Boundary annotation records
======
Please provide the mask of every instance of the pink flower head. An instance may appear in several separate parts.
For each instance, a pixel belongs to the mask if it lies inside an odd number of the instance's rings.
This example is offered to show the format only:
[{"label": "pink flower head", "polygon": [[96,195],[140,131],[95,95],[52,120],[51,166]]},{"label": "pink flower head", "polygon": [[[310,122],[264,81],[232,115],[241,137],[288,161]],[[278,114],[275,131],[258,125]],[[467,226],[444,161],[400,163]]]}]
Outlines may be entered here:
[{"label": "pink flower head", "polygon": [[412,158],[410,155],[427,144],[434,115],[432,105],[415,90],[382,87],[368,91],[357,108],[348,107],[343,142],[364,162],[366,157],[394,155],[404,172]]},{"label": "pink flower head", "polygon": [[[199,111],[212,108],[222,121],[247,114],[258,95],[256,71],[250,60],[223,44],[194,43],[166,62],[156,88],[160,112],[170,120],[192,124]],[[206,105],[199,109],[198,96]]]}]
======
What you have to do –
Put every line of the records into a JSON list of strings, with one string per line and no blank lines.

Reply to the exercise –
[
  "Please provide the mask of every instance of the pink flower head. An instance may appear in several separate parts.",
  "For each instance, a pixel belongs to the mask if it lies inside an odd number of the instance's rings.",
  "This example is offered to show the format only:",
  "[{\"label\": \"pink flower head\", \"polygon\": [[96,195],[140,131],[95,95],[52,120],[51,166]]},{\"label\": \"pink flower head\", \"polygon\": [[[310,122],[264,81],[232,115],[241,137],[288,161]],[[278,114],[275,131],[258,125]],[[467,226],[444,161],[400,163]]]}]",
  "Outlines may be entered here:",
  "[{\"label\": \"pink flower head\", \"polygon\": [[412,158],[410,155],[427,144],[434,115],[432,105],[415,90],[382,87],[368,91],[357,108],[348,107],[343,142],[364,162],[366,157],[394,155],[404,172]]},{\"label\": \"pink flower head\", \"polygon\": [[[199,111],[212,108],[222,121],[247,114],[258,95],[256,71],[250,60],[223,44],[194,43],[166,62],[156,88],[160,112],[170,120],[192,124]],[[206,105],[199,109],[198,96]]]}]"
]